Parmi toutes les bêtises que répandent les spécialistes autoproclamés de l’intelligence artificielle, il en est plusieurs particulièrement intolérables, qui prétendent que l’humanité va se diviser en deux catégories : l’une regroupant ceux qui seront les maîtres de ces technologies et l’autre ceux qui en seront exclus ; deux catégories que certains de ces gourous répartissent selon un critère aussi discutable que le QI, (qui, osent-ils prétendre, déterminerait même le niveau d’études et le niveau social). Pour eux, le destin de chacun est déterminé par cette mesure sommaire, génétique, et à laquelle nul ne pourrait échapper.

Naturellement, il n’en est rien. Par contre, il est exact que ces technologies vont permettre de prédire d’une façon crédible certaines dimensions du destin de chacun : Dans dix ans au plus tard, on commencera à pouvoir connaître, avant même sa naissance, les probabilités, pour chaque nouveau-né d’être atteint un jour de telle et telle maladie, et même de la date probable et de la cause de la mort de chaque être humain. On ne saura rien de sa créativité et de son intelligence, mais tout de son destin physique, qui dépendra de ce que nous dira la génétique, les données sociales, écologiques, et familiales de chaque personne, et les corrélations que la gestion massive de ces données permettra de déduire. Naturellement, cela ne se résume pas à la génétique ni même à l’épigénétique, mais intègre d’innombrables autres paramètres. Et cela ne constituera qu’un résultat statistique qui n’exclura pas qu’on pourra mourir de tout autre chose, ou que telle maladie aujourd’hui incurable ne le sera plus.

Qu’en fera-t-on ? Le dira-t-on aux parents à la naissance de leurs enfants ? Chacun pourra-t-il exiger de le savoir pour lui-même, même si les maladies qui vont probablement s’abattre sur lui sont encore incurables ? Chacun pourra-t-il le savoir pour son partenaire sentimental ? Pour ses enfants ? Un employeur pourra-t-il exiger de le savoir avant d’engager quelqu’un ? L’Etat aura-t-il connaissance de ces données ? Pourra-t-il les traiter individuellement pour chaque citoyen ? Pourra-t-il les agréger ? En tiendra-t-il compte dans ses prévisions de dépenses de santé ? Les entreprises pharmaceutiques y auront-elles aussi accès, pour concentrer leurs recherches sur les marchés les plus prometteurs ? Les compagnies d’assurance et les banques auront-elles les moyens de les connaître et de s’en servir pour fixer les primes d’assurances de chacun ? Si tel est le cas, comment pourra-t-on maintenir une mutualisation des risques, et une solidarité entre les citoyens d’un même pays ?

**Enregistrements fournis:**
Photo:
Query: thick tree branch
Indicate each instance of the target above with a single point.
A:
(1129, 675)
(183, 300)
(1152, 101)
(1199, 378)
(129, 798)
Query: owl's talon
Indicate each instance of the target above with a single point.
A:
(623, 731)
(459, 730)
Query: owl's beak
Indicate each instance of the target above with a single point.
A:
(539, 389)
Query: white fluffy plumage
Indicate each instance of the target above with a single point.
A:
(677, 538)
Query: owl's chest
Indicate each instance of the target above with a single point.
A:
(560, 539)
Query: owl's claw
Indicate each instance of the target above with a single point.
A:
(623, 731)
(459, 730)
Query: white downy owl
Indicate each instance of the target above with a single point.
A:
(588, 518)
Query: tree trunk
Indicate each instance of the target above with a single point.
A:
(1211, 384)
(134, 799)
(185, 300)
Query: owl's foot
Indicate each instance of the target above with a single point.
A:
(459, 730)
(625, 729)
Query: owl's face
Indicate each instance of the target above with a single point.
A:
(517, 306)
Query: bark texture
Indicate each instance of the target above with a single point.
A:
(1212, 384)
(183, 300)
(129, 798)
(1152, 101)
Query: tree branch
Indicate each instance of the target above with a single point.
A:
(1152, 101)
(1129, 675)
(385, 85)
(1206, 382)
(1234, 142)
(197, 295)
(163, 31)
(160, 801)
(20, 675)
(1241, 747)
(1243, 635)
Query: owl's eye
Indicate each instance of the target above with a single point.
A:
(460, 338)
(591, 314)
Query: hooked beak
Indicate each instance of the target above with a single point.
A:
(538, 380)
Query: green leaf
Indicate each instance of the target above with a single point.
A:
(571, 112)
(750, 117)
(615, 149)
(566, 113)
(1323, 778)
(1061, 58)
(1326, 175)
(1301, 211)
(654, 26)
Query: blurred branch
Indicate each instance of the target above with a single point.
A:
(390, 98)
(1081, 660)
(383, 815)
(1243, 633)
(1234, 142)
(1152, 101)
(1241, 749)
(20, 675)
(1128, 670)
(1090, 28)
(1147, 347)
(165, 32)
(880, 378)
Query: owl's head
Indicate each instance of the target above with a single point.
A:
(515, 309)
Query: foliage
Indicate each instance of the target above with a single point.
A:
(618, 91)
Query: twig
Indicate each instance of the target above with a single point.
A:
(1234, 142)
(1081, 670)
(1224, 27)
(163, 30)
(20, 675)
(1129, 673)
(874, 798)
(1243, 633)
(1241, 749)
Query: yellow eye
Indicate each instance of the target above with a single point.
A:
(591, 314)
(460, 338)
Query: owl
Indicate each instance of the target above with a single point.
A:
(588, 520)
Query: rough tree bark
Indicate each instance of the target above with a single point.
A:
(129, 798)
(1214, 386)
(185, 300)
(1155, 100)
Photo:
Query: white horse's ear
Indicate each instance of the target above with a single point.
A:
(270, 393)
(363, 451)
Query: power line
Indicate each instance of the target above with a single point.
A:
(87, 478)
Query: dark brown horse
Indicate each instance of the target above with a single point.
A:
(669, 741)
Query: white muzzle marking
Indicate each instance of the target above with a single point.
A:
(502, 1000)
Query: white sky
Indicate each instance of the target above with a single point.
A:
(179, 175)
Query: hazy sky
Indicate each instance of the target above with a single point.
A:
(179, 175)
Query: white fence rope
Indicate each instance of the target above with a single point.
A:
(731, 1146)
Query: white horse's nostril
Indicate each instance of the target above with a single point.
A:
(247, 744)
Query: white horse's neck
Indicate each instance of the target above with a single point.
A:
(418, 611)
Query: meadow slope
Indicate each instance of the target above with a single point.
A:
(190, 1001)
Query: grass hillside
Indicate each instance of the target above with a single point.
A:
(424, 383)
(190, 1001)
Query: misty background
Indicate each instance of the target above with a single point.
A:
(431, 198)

**Questions d'étude:**
A. D'après l'extrait, de quoi dépendra le destin physique de chaque personne ? Citez tous les éléments mentionnés.
B. Selon l'extrait, dans combien de temps au plus tard commencera-t-on à pouvoir connaître ces probabilités avant même la naissance ?
C. Recopiez le passage de l'extrait compris entre « Parmi toutes les » et « ne pourrait échapper. », ces deux bornes incluses.

**Corrigé:**
A. La génétique, les données sociales, les données écologiques, les données familiales, et les corrélations que la gestion massive de ces données permettra de déduire.

B. Dans dix ans au plus tard.

C.
Parmi toutes les bêtises que répandent les spécialistes autoproclamés de l’intelligence artificielle, il en est plusieurs particulièrement intolérables, qui prétendent que l’humanité va se diviser en deux catégories : l’une regroupant ceux qui seront les maîtres de ces technologies et l’autre ceux qui en seront exclus ; deux catégories que certains de ces gourous répartissent selon un critère aussi discutable que le QI, (qui, osent-ils prétendre, déterminerait même le niveau d’études et le niveau social). Pour eux, le destin de chacun est déterminé par cette mesure sommaire, génétique, et à laquelle nul ne pourrait échapper.